They have a very good story on the newest Xeons and has a really good roadmap overall. And AMD is putting good pressure on them to get on top of things.
Intel would do well to spin the foundry side back in and shore it up and frankly, they should get more government support to do so. Having TSMC be the only source of high end fabrication is not a good thing. Yea, it's protectionist, but in this case, I think that's a good thing.
Re: Intel actually isn't doomed... (Score:3, Interesting)
Too many stock buybacks (Score:5, Insightful)
It also meant they couldn't take any useful risks like outbidding AMD for the PS4 contract. To be fair consoles tend to be low profit margin because as the console life cycle continues there's pressure to make cheaper CPUs and GPUs but still that didn't happen this time around with console prices staying pretty high allowing AMD to consistently make money off the hardware.
They also dragged their feet getting into the GPU market so they're too far behind to really take advantage of the Bitcoin and AI bubbles. Again they didn't have a lot of money lying around to take risks with because so much money was tied up in stock buybacks.
There's a good reason stock buybacks used to be illegal and why they should be now. But our economy is going to be such a mess for the next 4 years it hardly matters
Intel never managed to make a decent GPU (Score:3)
That has been the core problem for the past 25 years or so.
Intel was always pushing second class GPUs with a lot of buzzwords.
But when it came down to performance, they never managed to build something that came close to nVidia or AMD.
Their CPU strategy lost (Score:4, Interesting)
(Purely technical perspective, don't really know much about the business side.)
I may have some good insight here- worked for a major computer manufacturer in networking. For at least 20+ years (30?), their strategy has been to pull as much computing back in to the CPU as possible. There are some good reasons- high bandwidth, low latency. (and problems, heat and analog performance). They kinda did a "pshaw" with all the video stuff, and maybe a half-hearted attempt, but when the algorithms broke out into the GPU, they were in trouble.
Overall, I expected that the concentration on the CPU itself was the downfall. Yes, Intel is active in many other technology areas, but their focus on all these areas is that they are peripherals of the CPU, connected as close as possible to the CPU. When the peripheral does not push its work to the CPU, it wasn't prioritized.

- RECORDS SUPPLIED -
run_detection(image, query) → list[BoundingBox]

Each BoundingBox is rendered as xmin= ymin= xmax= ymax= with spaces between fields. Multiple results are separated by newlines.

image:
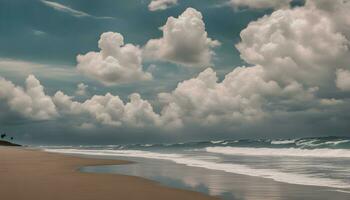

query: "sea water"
xmin=45 ymin=137 xmax=350 ymax=199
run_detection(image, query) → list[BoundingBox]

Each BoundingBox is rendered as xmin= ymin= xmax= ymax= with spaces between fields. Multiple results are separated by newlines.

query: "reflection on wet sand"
xmin=82 ymin=157 xmax=350 ymax=200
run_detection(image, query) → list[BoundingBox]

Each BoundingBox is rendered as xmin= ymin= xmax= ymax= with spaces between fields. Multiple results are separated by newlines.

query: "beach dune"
xmin=0 ymin=147 xmax=216 ymax=200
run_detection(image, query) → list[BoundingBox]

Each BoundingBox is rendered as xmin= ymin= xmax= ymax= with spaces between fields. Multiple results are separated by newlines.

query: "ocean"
xmin=41 ymin=137 xmax=350 ymax=199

- WHAT IS BEING ASKED -
Write what comes next in the Intel discussion, starting after its last sentence. The data has no connection to the Intel discussion.

- RESPONSE TO THE TASK -
Some basic stuff got forgotten about at Intel (Score:2)
Like everything, there are multiple ways to look at the problems. But, there is a fundamental design side, and then there is the fabrication side, and Intel really got lost when it comes to design going back 15 years now. If you think about it, you can take a design, and put it on almost any fab process. There will be a lot of differences when it comes to the fab process, clock speeds, how much power things can handle before things break down, power draw, and more, but at the heart, you have to think
Andy Grove (Score:2)
No Andy Grove, no Intel. This is repeated innumerous times.
Only one guy can save them now (Score:3)
Re:Did he use the word "woman"? (Score:5, Insightful)
That has zero to do with problems that stem back to when chipzilla saw Andy Grove retire. They fought every competitor like dogs to retain their throne. Innovation was about acquisitions, not innovation. They stagnated, bought endless number of seeming cash cows only to watch them die. They bought great software, only to kill it. They bought lots of stuff, but at the center, the chip innovations made didn't work. Mitre/Sceptre ate their lunch, as cache prediction and instruction pre-fetch designs were suddenly found to be deeply flawed.
They couldn't build low power chips. They missed the ARM revolution and every phone has ARM in it because they missed that boat. Every serious GPU is built by NVIDIA because they didn't pay attention to building GPU software ecosystems and GPU libs.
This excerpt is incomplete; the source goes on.